Text provided:
● ● ● ● ●
It might be easier to tag enhancements with enh: given that anyone can create tasks and will not necessarily adhere to our standards. This would at least solve confusion in whether things are bugs or enhancements.


On Mon, Jun 8, 2015 at 10:52 AM, Jon Katz <jkatz@wikimedia.org> wrote:
Good call, Gergo, and for calling out crap when you see it.  I know I am to blame on a lot of these (including the above example).  I think the language solution you described is pretty good. 

restating suggested rules for those who don't read prose:
  • bugs-->explain bad state in present tense (and desired state in description if nec). "Users screen goes blank"
  • enhancement-->explain desired state as imperative "Make it so users can.." or "Users should be able to..."
I think we could go a step further and call out bugs with the prefix "bug:" for more clarity.  

-J


On Mon, Jun 8, 2015 at 10:38 AM, Jeff Hobson <jhobson@wikimedia.org> wrote:

+1, also any bugs should have clear repro steps in description and wanted features should have a clear UX path/outlined steps.
● ● ● ● ●
Collected data:
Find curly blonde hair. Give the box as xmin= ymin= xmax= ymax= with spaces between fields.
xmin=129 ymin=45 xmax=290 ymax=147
● ● ● ● ●
Stated goal A:
Answer these questions about the email thread on labeling bugs and enhancements:
(i) What prefix does the first message propose for tagging enhancements?
(ii) Under the restated rules, in what tense should a bug title describe the bad state?
(iii) According to the message from Jeff Hobson, what should wanted features have?
Stated goal B:
Pick up the email thread on labeling bugs and enhancements after its last sentence and write a few more lines in the same style.
The listing has no connection to the email thread on labeling bugs and enhancements.

Exercise output A:
(i) The prefix "enh:".
(ii) The present tense.
(iii) A clear UX path or outlined steps.

Exercise output B:
Thanks,

Jeff Hobson

On Jun 8, 2015 1:33 PM, "Gergo Tisza" <gtisza@wikimedia.org> wrote:
Hi all,

I would like to recommend a naming convention that clearly differentiates between existing and wanted behavior. This is something that has been confusing for me for a while - bugs and tasks are both in the indicative so I often have trouble deciding whether a ticket describes a situation that exists but should not or one that does not exist but should.

Random example from current sprint board: "Anon users can access public view from main menu" with the associated description being "When anonymous and I click collections I am taken to the public view." Does this mean that anonymous users should not be able to access the public view but somehow they can, or is this the description of a wanted feature? I can figure it out by digging up context, of course, but that takes time; ideally, this should be clear from just the task title (which I might be seeing in a list or on a workboard).

I think it would be clearer if the title of the task would always reflected the situation at the time of creating the task, and titles describing a wanted but not currently existing state were phrased as imperatives. So if anons can see the public view right now and that's a bug the title would say "anons can access public view"; if they cannot access it currently but that's a feature we want, the title would say "anons should be able to access public view" or "make anons able to access public view".

Thoughts?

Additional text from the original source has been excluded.